* **WORK REQUIRED**
Every record below should be transcribed exactly. Omit the images.

* **LISTED RECORDS**
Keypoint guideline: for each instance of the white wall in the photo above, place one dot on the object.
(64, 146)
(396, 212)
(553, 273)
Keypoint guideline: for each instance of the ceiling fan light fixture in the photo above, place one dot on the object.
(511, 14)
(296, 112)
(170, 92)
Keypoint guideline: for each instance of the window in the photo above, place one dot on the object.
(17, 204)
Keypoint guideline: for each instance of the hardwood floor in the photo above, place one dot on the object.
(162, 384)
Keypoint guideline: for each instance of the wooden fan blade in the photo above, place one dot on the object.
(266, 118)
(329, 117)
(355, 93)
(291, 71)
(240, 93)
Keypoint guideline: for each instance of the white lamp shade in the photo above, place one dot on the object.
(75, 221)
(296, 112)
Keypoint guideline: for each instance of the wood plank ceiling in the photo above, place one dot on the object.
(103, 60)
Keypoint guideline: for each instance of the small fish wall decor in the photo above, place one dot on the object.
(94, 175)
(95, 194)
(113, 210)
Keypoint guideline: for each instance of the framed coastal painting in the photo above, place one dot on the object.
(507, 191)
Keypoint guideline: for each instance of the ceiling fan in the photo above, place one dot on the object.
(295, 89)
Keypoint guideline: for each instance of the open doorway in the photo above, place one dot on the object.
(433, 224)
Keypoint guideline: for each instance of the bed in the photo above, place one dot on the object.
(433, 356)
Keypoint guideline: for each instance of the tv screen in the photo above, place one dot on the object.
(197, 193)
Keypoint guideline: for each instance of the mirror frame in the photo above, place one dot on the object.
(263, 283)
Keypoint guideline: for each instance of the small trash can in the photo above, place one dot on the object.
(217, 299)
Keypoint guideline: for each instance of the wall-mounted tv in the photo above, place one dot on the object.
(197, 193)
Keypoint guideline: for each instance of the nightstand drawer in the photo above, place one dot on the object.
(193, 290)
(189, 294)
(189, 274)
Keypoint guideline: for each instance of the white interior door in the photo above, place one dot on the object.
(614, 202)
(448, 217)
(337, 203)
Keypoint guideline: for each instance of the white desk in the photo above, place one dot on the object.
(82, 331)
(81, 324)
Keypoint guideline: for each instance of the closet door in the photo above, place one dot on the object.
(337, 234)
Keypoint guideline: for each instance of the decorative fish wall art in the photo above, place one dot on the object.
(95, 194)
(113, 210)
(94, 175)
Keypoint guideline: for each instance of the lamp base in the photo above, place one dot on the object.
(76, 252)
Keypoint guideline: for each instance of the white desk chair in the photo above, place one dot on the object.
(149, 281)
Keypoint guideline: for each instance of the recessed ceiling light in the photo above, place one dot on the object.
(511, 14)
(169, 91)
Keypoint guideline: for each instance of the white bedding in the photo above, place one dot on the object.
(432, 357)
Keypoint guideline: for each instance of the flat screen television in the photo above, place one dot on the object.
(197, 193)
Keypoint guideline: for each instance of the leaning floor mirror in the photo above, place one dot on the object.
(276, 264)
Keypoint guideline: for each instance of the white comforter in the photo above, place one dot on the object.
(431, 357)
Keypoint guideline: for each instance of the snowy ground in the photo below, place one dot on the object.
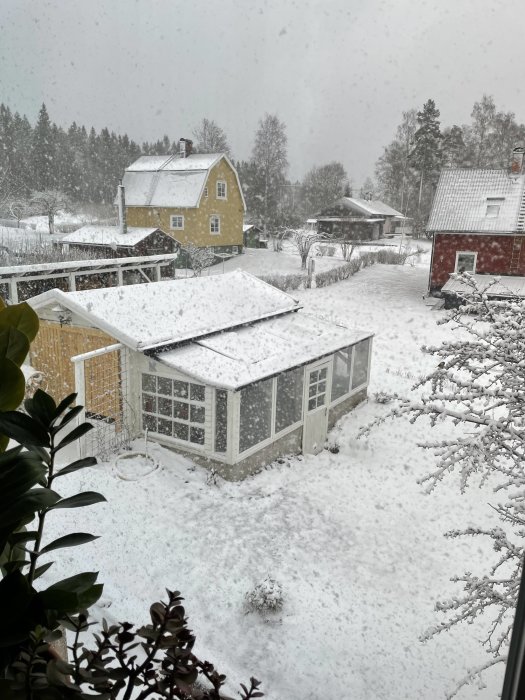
(356, 545)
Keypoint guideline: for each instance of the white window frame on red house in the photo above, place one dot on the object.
(215, 225)
(222, 189)
(466, 252)
(175, 220)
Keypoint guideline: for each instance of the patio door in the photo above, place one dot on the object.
(316, 408)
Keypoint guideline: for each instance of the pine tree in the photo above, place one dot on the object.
(453, 147)
(322, 186)
(43, 152)
(269, 156)
(426, 154)
(210, 138)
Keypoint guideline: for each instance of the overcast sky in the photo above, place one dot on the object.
(339, 73)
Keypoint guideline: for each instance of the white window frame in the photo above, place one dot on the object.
(494, 205)
(187, 444)
(219, 184)
(215, 217)
(466, 252)
(177, 216)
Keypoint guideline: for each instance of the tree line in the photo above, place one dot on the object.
(408, 170)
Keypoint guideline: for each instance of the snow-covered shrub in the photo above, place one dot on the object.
(266, 597)
(285, 283)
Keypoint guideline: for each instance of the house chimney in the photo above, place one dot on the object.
(122, 208)
(516, 163)
(185, 147)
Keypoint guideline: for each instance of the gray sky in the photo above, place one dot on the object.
(337, 72)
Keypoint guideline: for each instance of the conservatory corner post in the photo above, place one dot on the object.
(80, 388)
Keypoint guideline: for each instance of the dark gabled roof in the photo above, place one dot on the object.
(364, 207)
(460, 202)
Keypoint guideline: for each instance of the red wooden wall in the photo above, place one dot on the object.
(497, 254)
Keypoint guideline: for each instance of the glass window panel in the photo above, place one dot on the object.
(180, 410)
(149, 382)
(164, 386)
(197, 414)
(341, 373)
(164, 426)
(149, 422)
(360, 371)
(165, 406)
(149, 403)
(197, 392)
(289, 399)
(180, 389)
(197, 435)
(180, 431)
(221, 420)
(256, 414)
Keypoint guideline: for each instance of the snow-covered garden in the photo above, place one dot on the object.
(353, 546)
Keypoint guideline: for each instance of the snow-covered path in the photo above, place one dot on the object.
(356, 545)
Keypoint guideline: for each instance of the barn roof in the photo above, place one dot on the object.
(240, 357)
(146, 316)
(461, 199)
(171, 181)
(108, 235)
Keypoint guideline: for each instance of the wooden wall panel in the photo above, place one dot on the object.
(51, 353)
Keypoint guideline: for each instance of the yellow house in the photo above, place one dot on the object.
(195, 198)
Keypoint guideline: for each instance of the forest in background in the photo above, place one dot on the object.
(86, 165)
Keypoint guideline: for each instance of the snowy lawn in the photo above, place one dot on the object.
(355, 544)
(261, 261)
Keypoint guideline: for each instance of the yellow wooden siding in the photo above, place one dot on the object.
(51, 353)
(197, 220)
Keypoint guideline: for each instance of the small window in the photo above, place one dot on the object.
(221, 189)
(360, 368)
(215, 225)
(493, 207)
(177, 222)
(465, 261)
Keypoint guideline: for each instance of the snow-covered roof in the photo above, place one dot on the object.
(108, 235)
(246, 355)
(462, 196)
(164, 188)
(144, 316)
(170, 181)
(196, 161)
(495, 286)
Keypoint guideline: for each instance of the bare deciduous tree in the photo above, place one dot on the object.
(478, 386)
(198, 258)
(49, 203)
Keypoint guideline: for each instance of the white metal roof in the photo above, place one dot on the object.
(108, 235)
(373, 206)
(460, 203)
(164, 188)
(171, 181)
(234, 359)
(143, 316)
(496, 286)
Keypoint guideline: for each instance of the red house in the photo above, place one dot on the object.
(478, 223)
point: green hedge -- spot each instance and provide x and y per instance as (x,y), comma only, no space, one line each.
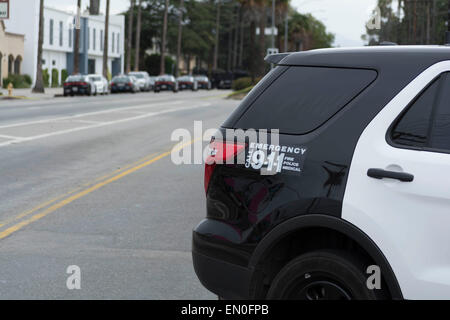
(19,81)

* **REPLY TO THE TASK**
Keypoint guideline: for each instance of the white wall in the photo above, place one dot on the object.
(64, 146)
(396, 212)
(553, 273)
Keypoint guideline: for each instance of the ceiling fan light fixture in the photo above, place one dot on the object.
(511, 14)
(296, 112)
(170, 92)
Keypoint guideline: for each instance of the window in the photo above, place one dot on the object.
(17, 204)
Keypoint guideline: for each instance of the hardwood floor in the photo above, place one dot on the object.
(162, 384)
Keypoint guideline: for each instance of the wooden fan blade in the photo above, place one dot on the object.
(266, 118)
(329, 117)
(355, 93)
(291, 71)
(240, 93)
Keypoint guideline: for each instance of the white lamp shade in the photo above, place one dot on the object.
(75, 221)
(296, 112)
Keypoint guideline: for each instance of the wood plank ceiling in the photo above, place one dot on the object.
(103, 60)
Keypoint guideline: for each instance of the small fish wall decor in the photo above, place one dot on the object.
(94, 175)
(95, 194)
(113, 210)
Keypoint guideline: for each instance of the framed coastal painting in the photo above, place one dot on the object.
(507, 191)
Keypoint guideline: for each instance of the ceiling fan in the photo above, place one dot on the object.
(295, 89)
Keypoint guideline: for each instance of the open doorway in the photo above, place one dot on the object.
(433, 224)
Keypoint guideline: for each instance of the bed in the photo above, place one dot on the object.
(433, 356)
Keypoint guideline: for each instance of the tv screen in the photo above, place one dot on the object.
(197, 193)
Keypoint guideline: for each instance of the mirror frame in the photo above, place one dot on the object.
(263, 283)
Keypoint guideline: for each instance of the small trash can in the photo above, place one dot on the object.
(217, 299)
Keypoint guideline: for each instance of the wall-mounted tv in the photo above, place one dot on the object.
(197, 193)
Keypoint guideline: for each instance of the nightstand drawer in the photo above, place one dot on the object.
(193, 290)
(189, 294)
(189, 274)
Keypoint guideline: for each instance of the white interior door in the photo above, place one dot on the object.
(614, 202)
(448, 217)
(337, 203)
Keypoint guideline: for each instance of the white desk in the photo above, place one dot on the object.
(82, 331)
(81, 324)
Keypoint guideline: for each instance of the closet door in the photo above, place one dot on the object.
(337, 234)
Keypoint guideline: for each instance of the decorative fish wall art in the photo above, place one dot on the object.
(95, 194)
(113, 210)
(94, 175)
Keypoint guideline: for each instance of the lamp base in the photo above, place one dot on the object.
(76, 252)
Keypoint guideline: for each instance of the white desk chair in the photo above, place one dot on the object.
(149, 281)
Keypoint guideline: for each instance of the recessed ceiling light in the photo above, place one dot on the object.
(511, 14)
(169, 91)
Keypoint guideline: for each instance of the white bedding in the photo above, place one dot on the object.
(432, 357)
Keypoint guideline: for each instance of the flat screen television in the photo above, place one dot on the object.
(197, 193)
Keypoint guideline: for each instance of the leaning floor mirror in the photo above, place one dot on the object.
(276, 264)
Keypoint guideline: for each instance of the white comforter in the photo above, place one dot on the object.
(431, 357)
Keypoint guideline: for each instance of the snowy ground in the photo below, place one dot on the object.
(356, 545)
Keypoint guideline: for each instance of the white window frame on red house in the photo above, place one dot on the object.
(215, 225)
(222, 189)
(466, 252)
(175, 220)
Keypoint guideline: for each instance of the patio door in the photo above, place one dot on the object.
(316, 408)
Keypoint guideline: for each instance of the pine tree in the photo above, place one dot on the object.
(453, 147)
(322, 186)
(43, 152)
(269, 156)
(426, 154)
(210, 138)
Keypoint guideline: for each instance of the overcast sky in the photo above, place one dot on the object.
(339, 73)
Keypoint guideline: for each instance of the white window frame in the photo above, place one dot on the object.
(494, 205)
(187, 444)
(219, 184)
(215, 217)
(466, 252)
(177, 216)
Keypoint guideline: for each instance of the tree line in the photo above, place one dot on the object.
(408, 170)
Keypoint guideline: for each instance of the snow-covered shrub in the photo above, place one dot on the object.
(266, 597)
(285, 283)
Keypoint guideline: for each instance of the house chimney in the photo above, place one dot on the object.
(122, 208)
(516, 163)
(185, 147)
Keypoint guideline: for each instance of the gray sky in the photo above, place one dot on the object.
(337, 72)
Keypoint guideline: for each instance of the conservatory corner post in the photo above, place one dot on the object.
(80, 388)
Keypoint guideline: for each instance of the dark gabled roof in the photo above, place one dot on the object.
(364, 207)
(460, 202)
Keypoint guideline: for each instance of the red wooden wall in the photo above, place one dot on the object.
(497, 254)
Keypoint guideline: for each instance of the glass window panel in the photo above, place one dot on the object.
(180, 410)
(149, 382)
(164, 386)
(197, 414)
(341, 373)
(164, 426)
(149, 422)
(360, 371)
(165, 406)
(149, 403)
(197, 392)
(289, 399)
(180, 389)
(197, 435)
(180, 431)
(221, 420)
(256, 414)
Keypoint guideline: for each instance of the snow-covered garden in the photo above, place one dot on the object.
(353, 546)
Keypoint guideline: for each instance of the snow-covered path in the photo above, place one dot on the object.
(356, 545)
Keypoint guideline: for each instance of the barn roof in the photo above, place one dot on the object.
(240, 357)
(146, 316)
(461, 199)
(171, 181)
(108, 235)
Keypoint guideline: for each instance of the wooden wall panel in the photo above, place one dot on the object.
(51, 353)
Keypoint guideline: for each instance of the yellow house in the photo above, place one dot on the object.
(195, 198)
Keypoint guideline: for each instance of the forest in background in the photo above, place one dot on the object.
(86, 165)
Keypoint guideline: for each instance of the snowy lawn in the photo above, place one dot on the object.
(355, 544)
(261, 261)
Keypoint guideline: for each instance of the yellow wooden siding in the photo above, place one dot on the object.
(51, 353)
(197, 220)
Keypoint guideline: for each instance of the small window in the photo above, place one dot on the object.
(221, 189)
(360, 368)
(215, 225)
(493, 207)
(177, 222)
(465, 261)
Keypoint guideline: for each instance of the snow-covered roof in the photo above, place one dot on the object.
(108, 235)
(246, 355)
(462, 196)
(164, 188)
(144, 316)
(170, 181)
(196, 161)
(495, 286)
Keypoint guideline: for each instance of the bare deciduous tree in the photo above, place one dot on the object.
(478, 386)
(198, 258)
(49, 203)
Keypoint guideline: for each instance of the white metal roof in the photo above, place one dot on the object.
(108, 235)
(373, 206)
(460, 203)
(164, 188)
(171, 181)
(234, 359)
(143, 316)
(496, 286)
Keypoint guideline: for each instance of the red house in the photo above, place one dot on the object.
(478, 223)
point: green hedge -- spot each instance and provide x and y per instance as (x,y), comma only, no space, one line each.
(19,81)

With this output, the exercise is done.